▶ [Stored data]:
[Start of Attachment]

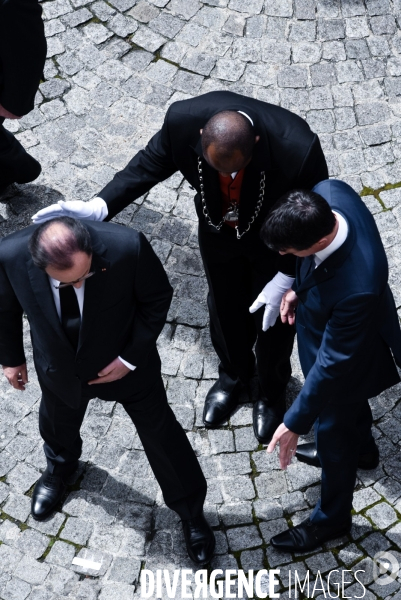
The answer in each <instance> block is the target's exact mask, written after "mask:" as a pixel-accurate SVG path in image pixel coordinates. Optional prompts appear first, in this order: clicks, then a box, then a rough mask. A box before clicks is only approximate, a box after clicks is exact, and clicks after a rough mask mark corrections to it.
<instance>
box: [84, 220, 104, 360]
mask: <svg viewBox="0 0 401 600" xmlns="http://www.w3.org/2000/svg"><path fill="white" fill-rule="evenodd" d="M91 237H92V242H93V241H94V238H95V239H96V243H94V244H93V256H92V265H91V270H92V271H95V275H93V277H90V278H89V279H87V280H86V282H85V295H84V309H83V314H82V325H81V330H80V333H79V342H78V352H79V350H80V348H81V347H82V345H83V344H84V342H85V340H86V338H87V337H88V334H89V333H90V331H91V328H92V325H93V323H95V322H96V318H97V316H98V314H99V311H100V309H101V307H102V299H103V297H104V293H105V290H106V288H107V281H108V273H109V269H110V262H109V261H108V260H106V259H105V258H103V256H101V255H102V254H104V252H105V251H106V247H105V246H104V244H103V243H102V242H101V241H100V239H99V238H98V237H97V235H96V237H95V236H94V232H93V230H91Z"/></svg>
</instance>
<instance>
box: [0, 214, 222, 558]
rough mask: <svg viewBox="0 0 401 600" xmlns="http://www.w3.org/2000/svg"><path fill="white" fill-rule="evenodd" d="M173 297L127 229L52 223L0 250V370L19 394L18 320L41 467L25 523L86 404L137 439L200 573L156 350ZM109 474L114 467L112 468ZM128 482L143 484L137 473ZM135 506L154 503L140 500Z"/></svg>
mask: <svg viewBox="0 0 401 600" xmlns="http://www.w3.org/2000/svg"><path fill="white" fill-rule="evenodd" d="M171 296H172V289H171V286H170V284H169V282H168V279H167V276H166V273H165V272H164V269H163V267H162V265H161V263H160V261H159V259H158V258H157V256H156V255H155V253H154V252H153V250H152V247H151V246H150V244H149V242H147V240H146V238H145V237H144V236H143V235H142V234H141V233H138V232H137V231H135V230H133V229H129V228H125V227H121V226H119V225H115V224H114V223H88V225H87V226H85V225H84V224H83V223H81V222H80V221H78V220H76V219H72V218H70V217H61V218H57V219H54V220H51V221H48V222H46V223H44V224H42V225H40V226H39V227H37V226H32V227H28V228H27V229H23V230H22V231H18V232H17V233H14V234H12V235H10V236H8V237H6V238H3V239H2V240H1V241H0V364H2V365H3V370H4V374H5V376H6V377H7V379H8V381H9V383H10V384H11V385H12V386H13V387H14V388H15V389H18V390H21V391H24V390H25V387H26V385H27V383H28V374H27V368H26V361H25V354H24V346H23V336H22V315H23V312H25V314H26V316H27V318H28V321H29V325H30V330H31V337H32V346H33V354H34V362H35V368H36V371H37V374H38V379H39V384H40V387H41V389H42V400H41V404H40V409H39V428H40V433H41V436H42V438H43V440H44V452H45V455H46V460H47V469H46V470H45V472H44V473H43V475H42V476H41V477H40V479H39V481H38V482H37V483H36V486H35V489H34V492H33V496H32V516H33V517H34V518H35V519H37V520H39V521H42V520H44V519H46V518H47V517H49V516H50V514H51V513H52V512H53V510H54V509H55V508H57V507H58V505H59V504H60V502H61V501H62V499H63V497H64V493H65V490H66V485H65V481H66V479H67V478H68V477H69V475H70V474H71V473H73V472H74V471H75V469H76V467H77V464H78V459H79V457H80V455H81V450H82V439H81V436H80V427H81V424H82V421H83V419H84V416H85V412H86V409H87V406H88V404H89V402H90V400H91V399H92V398H96V397H97V398H100V399H102V400H107V401H117V402H119V403H121V404H122V406H123V407H124V409H125V411H126V412H127V413H128V415H129V416H130V417H131V419H132V421H133V423H134V425H135V427H136V429H137V432H138V435H139V437H140V440H141V442H142V444H143V448H144V450H145V453H146V456H147V457H148V460H149V463H150V466H151V468H152V470H153V473H154V475H155V477H156V479H157V481H158V482H159V484H160V487H161V489H162V492H163V496H164V500H165V502H166V504H167V506H168V507H169V508H171V509H172V510H174V511H175V512H177V513H178V515H179V516H180V517H181V519H182V524H183V530H184V537H185V541H186V545H187V550H188V554H189V556H190V557H191V558H192V560H194V561H195V562H196V563H197V564H198V565H201V564H205V563H207V562H209V560H210V559H211V557H212V555H213V551H214V545H215V541H214V534H213V531H212V530H211V528H210V526H209V525H208V523H207V521H206V519H205V517H204V515H203V503H204V500H205V496H206V481H205V478H204V476H203V474H202V471H201V468H200V466H199V463H198V460H197V458H196V456H195V453H194V451H193V450H192V448H191V445H190V443H189V441H188V439H187V437H186V435H185V432H184V430H183V429H182V427H181V425H180V424H179V423H178V421H177V420H176V418H175V416H174V413H173V412H172V410H171V408H170V406H169V405H168V403H167V398H166V393H165V390H164V385H163V381H162V378H161V374H160V358H159V355H158V353H157V349H156V339H157V337H158V335H159V333H160V331H161V330H162V328H163V325H164V323H165V320H166V315H167V311H168V309H169V306H170V301H171ZM24 393H25V394H29V384H28V388H27V390H26V391H24ZM106 443H107V442H106ZM127 458H129V451H128V452H127ZM118 466H119V457H116V459H115V464H114V465H112V468H113V469H118ZM130 476H131V479H132V480H134V478H140V479H141V478H146V477H147V476H148V475H147V473H143V472H141V470H140V469H136V470H135V471H133V472H132V473H131V474H129V473H127V477H128V478H129V477H130ZM110 477H111V479H112V475H110ZM128 484H129V480H128V482H127V485H128ZM127 495H129V490H128V491H127ZM142 501H143V502H144V503H146V504H151V503H152V499H149V498H146V492H144V498H143V500H142Z"/></svg>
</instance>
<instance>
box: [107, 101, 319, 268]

[End of Attachment]

▶ [Task directions]: Please repeat the records above exactly, leaving every picture out.

▶ [Result for this task]:
The answer in each <instance> block is the target's exact mask, written after "mask:" as a pixel-accurate SVG path in image pixel coordinates. Optional prompts appear first, in this order: clicks, then a box, then a rough mask. A box before clicks is only approximate, a box after clicks is exact, and clicks after a rough mask mark corrections to it.
<instance>
box: [84, 220, 104, 360]
mask: <svg viewBox="0 0 401 600" xmlns="http://www.w3.org/2000/svg"><path fill="white" fill-rule="evenodd" d="M91 237H92V242H93V241H94V238H95V239H96V243H94V244H93V256H92V265H91V270H92V271H95V275H93V277H90V278H89V279H87V280H86V282H85V295H84V309H83V314H82V325H81V330H80V333H79V342H78V352H79V350H80V348H81V347H82V345H83V344H84V342H85V340H86V338H87V337H88V334H89V333H90V331H91V328H92V325H93V323H95V322H96V318H97V316H98V314H99V311H100V309H101V307H102V299H103V297H104V293H105V290H106V288H107V281H108V273H109V269H110V262H109V261H108V260H106V259H105V258H103V256H101V255H102V254H104V252H105V251H106V247H105V246H104V244H103V243H102V242H101V241H100V239H99V238H98V237H97V235H96V237H95V236H94V232H93V230H91Z"/></svg>
</instance>
<instance>
box: [0, 214, 222, 558]
rough mask: <svg viewBox="0 0 401 600" xmlns="http://www.w3.org/2000/svg"><path fill="white" fill-rule="evenodd" d="M173 297L127 229L52 223L0 250V370L19 394L18 320L41 467L25 523L86 404L137 439L200 573L156 350ZM109 474L114 467L112 468ZM128 482L143 484L137 473ZM135 506L154 503L140 500Z"/></svg>
mask: <svg viewBox="0 0 401 600" xmlns="http://www.w3.org/2000/svg"><path fill="white" fill-rule="evenodd" d="M171 296H172V289H171V286H170V284H169V282H168V279H167V276H166V273H165V272H164V269H163V267H162V265H161V263H160V261H159V259H158V258H157V256H156V255H155V253H154V252H153V250H152V247H151V246H150V244H149V242H147V240H146V238H145V237H144V236H143V235H142V234H141V233H138V232H137V231H135V230H133V229H129V228H125V227H121V226H119V225H115V224H114V223H88V225H87V226H85V225H84V224H83V223H81V222H80V221H78V220H76V219H72V218H70V217H61V218H57V219H54V220H51V221H48V222H46V223H44V224H42V225H40V226H39V227H37V226H32V227H28V228H27V229H23V230H22V231H18V232H17V233H14V234H12V235H10V236H8V237H6V238H3V239H2V240H1V241H0V364H2V365H3V370H4V374H5V376H6V377H7V379H8V381H9V383H10V384H11V385H12V386H13V387H14V388H15V389H18V390H21V391H24V390H25V387H26V385H27V383H28V374H27V368H26V361H25V354H24V346H23V336H22V315H23V312H25V314H26V316H27V318H28V321H29V325H30V330H31V337H32V346H33V354H34V362H35V368H36V371H37V374H38V379H39V384H40V387H41V389H42V400H41V404H40V409H39V428H40V433H41V436H42V438H43V440H44V452H45V455H46V460H47V469H46V470H45V472H44V473H43V475H42V476H41V477H40V479H39V481H38V482H37V483H36V486H35V489H34V492H33V496H32V516H33V517H34V518H35V519H37V520H39V521H42V520H44V519H46V518H47V517H49V516H50V514H51V513H52V512H53V510H54V509H55V508H57V507H58V505H59V504H60V502H61V501H62V499H63V497H64V493H65V490H66V485H65V481H66V479H67V478H68V477H69V475H70V474H71V473H73V472H74V471H75V469H76V467H77V464H78V459H79V457H80V455H81V450H82V439H81V436H80V427H81V424H82V421H83V419H84V416H85V412H86V409H87V406H88V404H89V402H90V400H91V399H92V398H96V397H97V398H100V399H102V400H107V401H117V402H119V403H121V404H122V406H123V407H124V409H125V411H126V412H127V413H128V415H129V416H130V417H131V419H132V421H133V423H134V425H135V427H136V429H137V432H138V435H139V437H140V440H141V442H142V444H143V448H144V450H145V453H146V456H147V457H148V460H149V463H150V466H151V468H152V470H153V473H154V475H155V477H156V479H157V481H158V482H159V484H160V487H161V489H162V492H163V496H164V500H165V502H166V504H167V506H168V507H169V508H171V509H172V510H174V511H175V512H177V513H178V515H179V516H180V517H181V519H182V524H183V530H184V537H185V541H186V545H187V550H188V554H189V556H190V557H191V558H192V560H194V561H195V562H196V563H197V564H198V565H201V564H205V563H207V562H209V560H210V559H211V557H212V555H213V551H214V545H215V541H214V534H213V531H212V530H211V528H210V526H209V525H208V523H207V521H206V519H205V517H204V515H203V503H204V500H205V496H206V481H205V478H204V476H203V474H202V471H201V468H200V466H199V463H198V460H197V458H196V456H195V453H194V451H193V450H192V448H191V445H190V443H189V441H188V439H187V437H186V435H185V432H184V430H183V429H182V427H181V425H180V424H179V423H178V421H177V420H176V418H175V416H174V413H173V412H172V410H171V408H170V406H169V405H168V403H167V398H166V393H165V390H164V385H163V381H162V378H161V374H160V358H159V355H158V353H157V349H156V339H157V337H158V335H159V333H160V331H161V330H162V328H163V325H164V323H165V320H166V315H167V311H168V309H169V306H170V301H171ZM24 393H25V394H29V384H28V388H27V390H26V391H24ZM106 443H107V442H106ZM127 458H129V451H128V452H127ZM118 466H119V457H116V459H115V464H114V465H112V468H113V469H118ZM130 476H131V479H132V480H134V478H140V479H141V478H146V477H147V476H148V475H147V473H143V472H141V470H140V469H136V470H135V471H133V472H132V473H131V474H129V473H127V477H128V478H129V477H130ZM110 477H111V479H112V475H110ZM128 484H129V480H128V482H127V485H128ZM127 495H129V490H128V491H127ZM142 501H143V502H144V503H146V504H151V503H152V499H149V498H146V492H144V498H143V500H142Z"/></svg>
</instance>
<instance>
box: [107, 101, 319, 268]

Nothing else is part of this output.